> [EXERCISE DETAILS]: The answer should match the entries that follow exactly, except that no image appears in it.

---------------

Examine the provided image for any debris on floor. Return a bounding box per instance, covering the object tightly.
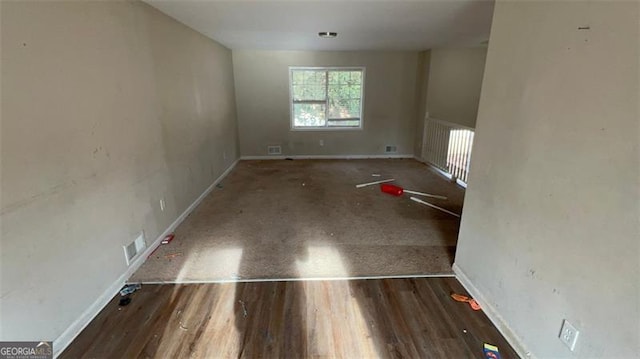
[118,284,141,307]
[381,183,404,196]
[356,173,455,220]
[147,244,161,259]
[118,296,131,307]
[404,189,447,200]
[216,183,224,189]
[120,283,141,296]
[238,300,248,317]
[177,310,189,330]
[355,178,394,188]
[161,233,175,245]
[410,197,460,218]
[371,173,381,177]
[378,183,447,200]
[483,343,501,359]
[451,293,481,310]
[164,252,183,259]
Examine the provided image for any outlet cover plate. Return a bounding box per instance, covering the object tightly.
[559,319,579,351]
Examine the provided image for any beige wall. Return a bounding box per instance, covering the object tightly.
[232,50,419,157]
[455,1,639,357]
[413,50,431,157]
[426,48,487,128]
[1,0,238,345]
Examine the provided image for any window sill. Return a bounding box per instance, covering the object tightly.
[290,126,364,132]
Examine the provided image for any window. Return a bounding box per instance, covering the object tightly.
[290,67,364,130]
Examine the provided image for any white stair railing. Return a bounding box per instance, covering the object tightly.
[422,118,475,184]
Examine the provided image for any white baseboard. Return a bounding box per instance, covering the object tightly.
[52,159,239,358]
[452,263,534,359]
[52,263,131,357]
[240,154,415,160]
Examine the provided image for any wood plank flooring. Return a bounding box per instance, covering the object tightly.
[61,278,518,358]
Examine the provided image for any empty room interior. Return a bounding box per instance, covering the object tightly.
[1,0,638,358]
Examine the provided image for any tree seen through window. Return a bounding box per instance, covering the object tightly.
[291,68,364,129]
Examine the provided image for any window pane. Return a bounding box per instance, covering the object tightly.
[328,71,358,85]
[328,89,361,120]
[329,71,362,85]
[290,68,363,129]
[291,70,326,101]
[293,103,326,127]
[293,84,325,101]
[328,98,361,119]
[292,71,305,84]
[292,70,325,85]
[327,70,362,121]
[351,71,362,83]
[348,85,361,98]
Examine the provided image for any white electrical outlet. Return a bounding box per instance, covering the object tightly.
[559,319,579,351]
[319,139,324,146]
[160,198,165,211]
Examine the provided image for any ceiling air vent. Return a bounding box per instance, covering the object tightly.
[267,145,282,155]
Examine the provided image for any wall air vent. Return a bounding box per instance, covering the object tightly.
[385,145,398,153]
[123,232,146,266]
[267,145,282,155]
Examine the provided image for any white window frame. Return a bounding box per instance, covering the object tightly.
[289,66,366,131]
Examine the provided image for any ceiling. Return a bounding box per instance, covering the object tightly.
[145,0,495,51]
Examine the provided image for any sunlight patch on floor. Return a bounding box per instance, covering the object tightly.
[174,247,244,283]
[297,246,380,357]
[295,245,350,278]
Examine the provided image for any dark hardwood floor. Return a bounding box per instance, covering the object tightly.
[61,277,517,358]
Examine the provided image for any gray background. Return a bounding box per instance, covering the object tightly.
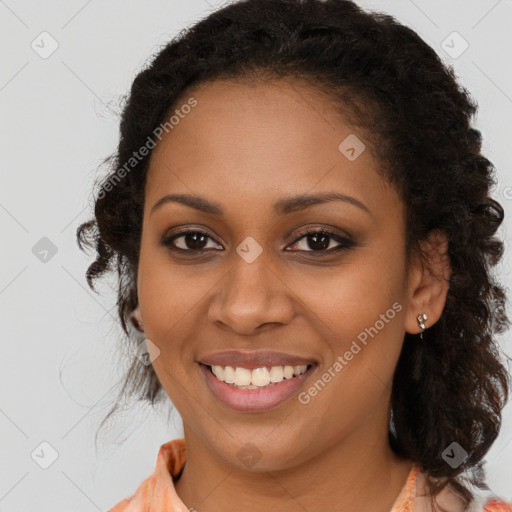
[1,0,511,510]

---------------

> [EXPECTED OUTPUT]:
Examine the provided image for any debris on floor. Return a bounding box per instance, covering the object tightly.
[118,284,141,307]
[381,183,404,196]
[356,173,455,220]
[147,244,161,259]
[118,296,131,307]
[404,189,447,200]
[216,183,224,189]
[120,283,141,296]
[238,300,248,317]
[177,310,189,330]
[355,178,394,188]
[161,233,175,245]
[410,197,460,218]
[371,173,381,177]
[378,183,447,200]
[483,343,501,359]
[451,293,481,310]
[164,252,183,259]
Examine the provided image for any outlet cover plate. Return a bounding box per instance, covering the object tightly.
[559,319,579,351]
Examine the provided image for any beige wall. Return a bounding box per instance, covering the object tightly.
[232,50,419,157]
[455,1,639,357]
[413,50,431,157]
[426,48,487,128]
[1,0,238,345]
Examine the provided image for any window sill. Return a bounding box per instance, covering the object tightly.
[290,126,364,132]
Examine the provided image for any window. Return a bounding box per instance, covering the object tightly.
[290,67,364,130]
Examine the provided image for any white stair railing. Return a bounding box per instance, covering the object tightly.
[422,118,475,184]
Examine the provided image for any white baseboard. Return a bounding box per instance, covering the object tightly.
[52,159,239,358]
[452,263,534,359]
[52,263,131,357]
[240,154,415,160]
Examine the provided image for any wood plank flooring. Return a bounding box per instance, covering the object tightly.
[61,278,518,358]
Examine the provided image for any empty room interior. Return a bounding box per instance, covering the object tightly.
[1,0,638,358]
Examine the provided image for any tree seen through window. Return a bounding box per instance, covering the object tightly.
[291,68,364,129]
Examine the provided image for any window pane. Return a bounding box per instance, covering the object tightly.
[328,71,358,85]
[328,89,361,120]
[329,71,362,85]
[290,68,363,129]
[291,70,326,101]
[293,103,326,127]
[293,84,325,101]
[328,98,361,119]
[292,71,305,84]
[292,70,325,85]
[327,70,362,121]
[351,71,362,83]
[348,85,361,98]
Examine the provided image for any white electrical outlet. Return a bounding box per instance, covering the object tightly.
[559,319,579,351]
[319,139,324,146]
[160,198,165,211]
Examine the provided image for any ceiling air vent. Return a bounding box per instance, covering the object tightly.
[267,145,282,155]
Examine the provided image for any wall air vent. Return a bounding box per instance, covering the object tightly.
[385,145,398,153]
[123,232,146,266]
[267,145,282,155]
Examine the provided image for any white window frame. Return a bounding box per instance, covering the object tightly.
[289,66,366,131]
Examine the provided image for any ceiling. Return a bounding box per instance, covering the object tightly.
[145,0,495,51]
Examine the provided image for any sunlight patch on floor. Return a bounding box per instance, covering the object tightly.
[174,247,244,283]
[297,246,380,357]
[295,245,350,278]
Examine the provided image for any dark hardwood floor. Return a bounding box per instance, covering the object tightly.
[61,277,517,358]
Examine the provided image for any gray background. Return a bounding box per instance, covering the object tightly.
[1,0,511,510]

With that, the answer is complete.